Your task:
In your reply, print every line of the listing exactly and omit all images.

Input:
Segment Open
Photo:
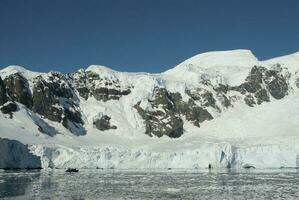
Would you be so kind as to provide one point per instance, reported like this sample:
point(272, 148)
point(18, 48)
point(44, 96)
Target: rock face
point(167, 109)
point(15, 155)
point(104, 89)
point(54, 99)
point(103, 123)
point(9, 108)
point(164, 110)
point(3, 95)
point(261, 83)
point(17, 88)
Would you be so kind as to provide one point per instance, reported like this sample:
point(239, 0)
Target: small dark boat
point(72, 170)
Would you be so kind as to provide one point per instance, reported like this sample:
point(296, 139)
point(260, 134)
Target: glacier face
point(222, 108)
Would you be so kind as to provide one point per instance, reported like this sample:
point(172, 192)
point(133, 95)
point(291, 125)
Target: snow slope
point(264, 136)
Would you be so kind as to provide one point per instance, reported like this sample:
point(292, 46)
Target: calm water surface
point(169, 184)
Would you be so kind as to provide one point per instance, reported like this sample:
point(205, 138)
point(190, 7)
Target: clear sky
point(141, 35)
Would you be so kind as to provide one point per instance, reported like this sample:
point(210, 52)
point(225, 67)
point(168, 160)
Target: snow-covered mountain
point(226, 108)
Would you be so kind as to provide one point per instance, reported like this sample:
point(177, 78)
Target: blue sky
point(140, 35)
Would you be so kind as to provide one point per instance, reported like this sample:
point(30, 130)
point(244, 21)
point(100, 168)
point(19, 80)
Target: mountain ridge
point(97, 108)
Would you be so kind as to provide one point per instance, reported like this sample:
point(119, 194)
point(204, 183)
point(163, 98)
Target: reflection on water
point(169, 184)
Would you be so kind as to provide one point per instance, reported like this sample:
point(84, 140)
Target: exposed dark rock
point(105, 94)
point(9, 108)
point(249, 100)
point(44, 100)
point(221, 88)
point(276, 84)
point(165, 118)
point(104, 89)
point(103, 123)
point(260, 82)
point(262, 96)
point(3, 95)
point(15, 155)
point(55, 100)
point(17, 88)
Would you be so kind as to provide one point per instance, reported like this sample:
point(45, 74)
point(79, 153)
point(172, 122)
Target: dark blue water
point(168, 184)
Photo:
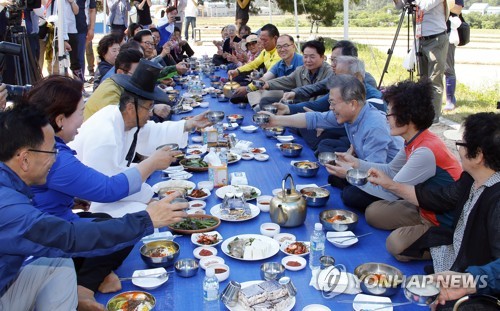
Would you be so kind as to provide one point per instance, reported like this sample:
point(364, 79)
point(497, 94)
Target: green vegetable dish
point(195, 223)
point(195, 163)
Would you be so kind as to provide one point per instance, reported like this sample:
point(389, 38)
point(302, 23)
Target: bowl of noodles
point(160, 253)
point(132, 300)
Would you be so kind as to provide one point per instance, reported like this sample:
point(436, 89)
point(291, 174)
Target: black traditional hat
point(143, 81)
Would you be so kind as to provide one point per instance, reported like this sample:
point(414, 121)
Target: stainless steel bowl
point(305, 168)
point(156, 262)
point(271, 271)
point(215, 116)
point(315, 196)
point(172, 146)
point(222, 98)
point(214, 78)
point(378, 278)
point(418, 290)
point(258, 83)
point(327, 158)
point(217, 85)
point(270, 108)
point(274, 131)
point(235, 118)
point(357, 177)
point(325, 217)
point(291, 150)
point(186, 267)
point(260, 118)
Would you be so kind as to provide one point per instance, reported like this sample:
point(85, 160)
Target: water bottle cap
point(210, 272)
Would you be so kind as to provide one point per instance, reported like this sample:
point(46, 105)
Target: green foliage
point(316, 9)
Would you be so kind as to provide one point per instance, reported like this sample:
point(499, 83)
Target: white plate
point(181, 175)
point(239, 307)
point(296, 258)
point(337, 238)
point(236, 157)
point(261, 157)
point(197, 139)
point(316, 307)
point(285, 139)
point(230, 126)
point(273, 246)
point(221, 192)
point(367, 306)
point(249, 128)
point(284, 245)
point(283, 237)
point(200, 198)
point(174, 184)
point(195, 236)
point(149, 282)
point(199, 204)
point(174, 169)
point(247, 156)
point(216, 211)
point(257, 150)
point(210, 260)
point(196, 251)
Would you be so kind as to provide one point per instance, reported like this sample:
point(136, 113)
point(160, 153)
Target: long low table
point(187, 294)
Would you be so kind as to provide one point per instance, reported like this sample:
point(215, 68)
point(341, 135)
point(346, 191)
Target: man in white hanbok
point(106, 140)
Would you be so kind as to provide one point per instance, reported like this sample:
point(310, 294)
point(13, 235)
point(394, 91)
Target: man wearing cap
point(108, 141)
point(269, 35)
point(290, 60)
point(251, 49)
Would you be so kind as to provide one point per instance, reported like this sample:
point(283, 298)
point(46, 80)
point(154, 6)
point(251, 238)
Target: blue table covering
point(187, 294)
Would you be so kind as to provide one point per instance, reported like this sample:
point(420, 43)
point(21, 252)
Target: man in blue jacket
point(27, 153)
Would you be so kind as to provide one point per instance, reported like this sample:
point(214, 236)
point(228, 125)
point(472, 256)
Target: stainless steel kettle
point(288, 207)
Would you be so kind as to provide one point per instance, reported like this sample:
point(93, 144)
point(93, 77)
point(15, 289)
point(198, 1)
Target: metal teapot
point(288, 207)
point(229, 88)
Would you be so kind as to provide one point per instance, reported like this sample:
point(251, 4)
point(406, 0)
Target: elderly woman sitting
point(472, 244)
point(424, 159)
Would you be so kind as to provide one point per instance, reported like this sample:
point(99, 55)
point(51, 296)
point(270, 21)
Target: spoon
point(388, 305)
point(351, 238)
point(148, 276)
Segment Closed
Exercise solution:
Photo:
Would you be so kind as to provide one point per instance, reported like this sample:
point(272, 148)
point(18, 48)
point(44, 96)
Target: rock face
point(167, 109)
point(15, 155)
point(104, 89)
point(54, 99)
point(103, 123)
point(9, 108)
point(164, 110)
point(3, 95)
point(261, 83)
point(17, 88)
Would you be so kind as to provide one point per instance, reported like this sample:
point(239, 0)
Target: small dark boat
point(72, 170)
Would you be so kind as to provide one point per instance, reported like this sample:
point(296, 139)
point(260, 134)
Target: glacier face
point(222, 108)
Would you be so kind as to provide one point per instance, reported like this sample:
point(172, 192)
point(133, 95)
point(291, 125)
Target: snow slope
point(264, 136)
Would you be so kind as to provide one point per instance, reported like this sample:
point(292, 46)
Target: calm water surface
point(169, 184)
Would you be so kind as to provide one point per instance, reported like this sample:
point(205, 138)
point(190, 7)
Target: clear sky
point(141, 35)
Would you be so kind as to provide one point per instance, reported like this sample:
point(210, 52)
point(225, 67)
point(168, 160)
Target: snow-covered mountain
point(226, 108)
Would you be so kind as to provide one point per instance, reported like this sample:
point(177, 78)
Target: blue sky
point(140, 35)
Would you be so kind as to provide one point per instance, reported like this sample:
point(30, 130)
point(244, 21)
point(100, 168)
point(19, 80)
Target: mountain ridge
point(97, 108)
Would you be so kind as to provide one point per instance, reported like this sample:
point(119, 194)
point(204, 183)
point(163, 98)
Target: reflection on water
point(169, 184)
Would you be so kind as to provide one point per instance, reported like this sample:
point(84, 140)
Target: exposed dark rock
point(105, 94)
point(9, 108)
point(249, 100)
point(44, 100)
point(221, 88)
point(276, 84)
point(165, 118)
point(104, 89)
point(103, 123)
point(260, 82)
point(262, 96)
point(3, 95)
point(15, 155)
point(55, 100)
point(17, 88)
Would you be so kind as to provide one point per instance, reported like this sample:
point(45, 74)
point(79, 153)
point(172, 122)
Target: dark blue water
point(168, 184)
Photo:
Would you be so kind as to provide one point per instance, reported like this sample:
point(364, 79)
point(497, 94)
Target: green vegetable dish
point(195, 223)
point(195, 163)
Would you be so kind as to provide one point per instance, reported like this sample:
point(389, 38)
point(302, 23)
Target: bowl of noodles
point(160, 253)
point(132, 300)
Would you be so kind as to provide one point per instance, reported like this sample:
point(436, 89)
point(291, 174)
Target: black traditional hat
point(143, 81)
Would you be so kind as to provide one point per instance, reported like this sample:
point(414, 121)
Target: stainless steel bowl
point(305, 168)
point(156, 262)
point(271, 271)
point(215, 116)
point(315, 196)
point(172, 146)
point(222, 98)
point(214, 78)
point(378, 278)
point(418, 290)
point(258, 83)
point(327, 158)
point(217, 85)
point(270, 108)
point(274, 131)
point(235, 118)
point(357, 177)
point(325, 217)
point(291, 150)
point(186, 267)
point(260, 118)
Would you be so kind as to provide one point per instance, reported like this sample:
point(85, 160)
Target: water bottle cap
point(210, 272)
Would you be so kind as to provide one point per instance, reported like this sample:
point(46, 105)
Target: green foliage
point(316, 9)
Would you be so kind as to provide one point per instance, reported like this sample:
point(499, 83)
Target: white plate
point(181, 175)
point(239, 307)
point(296, 258)
point(337, 238)
point(236, 157)
point(261, 157)
point(197, 139)
point(316, 307)
point(285, 139)
point(230, 126)
point(273, 246)
point(221, 192)
point(367, 306)
point(249, 128)
point(284, 245)
point(283, 237)
point(200, 198)
point(174, 184)
point(195, 236)
point(149, 282)
point(199, 204)
point(174, 169)
point(247, 156)
point(216, 211)
point(257, 150)
point(210, 260)
point(196, 251)
Would you be so kind as to provide one point per instance, reported like this sample:
point(136, 113)
point(160, 153)
Target: long low table
point(187, 294)
Would you be so kind as to provide one point per instance, reported like this sample:
point(215, 68)
point(341, 135)
point(346, 191)
Target: man in white hanbok
point(106, 140)
Would you be so kind as to provide one point per instance, reported like this sample:
point(310, 294)
point(13, 235)
point(394, 91)
Target: man wearing cap
point(108, 141)
point(269, 35)
point(290, 60)
point(251, 49)
Would you be so kind as to provide one point per instance, reported like this sample:
point(283, 298)
point(46, 80)
point(154, 6)
point(251, 238)
Target: blue table covering
point(187, 294)
Would you be so kind as to provide one point per instance, reported like this sample:
point(420, 43)
point(21, 252)
Target: man in blue jacket
point(27, 153)
Would you be so kind as to provide one point per instance, reported like this sample:
point(214, 236)
point(228, 125)
point(472, 256)
Target: stainless steel kettle
point(288, 207)
Would you be so kind as to provide one point per instance, reported like this sample:
point(93, 144)
point(93, 77)
point(15, 289)
point(198, 1)
Target: metal teapot
point(288, 207)
point(229, 88)
Would you be so kind as to provide one point per instance, reported like this sample:
point(251, 4)
point(406, 0)
Target: elderly woman sitting
point(472, 244)
point(424, 159)
Would you be so kind as to provide one point per instance, reported like this sample:
point(99, 55)
point(51, 296)
point(270, 21)
Target: spoon
point(388, 305)
point(351, 238)
point(148, 276)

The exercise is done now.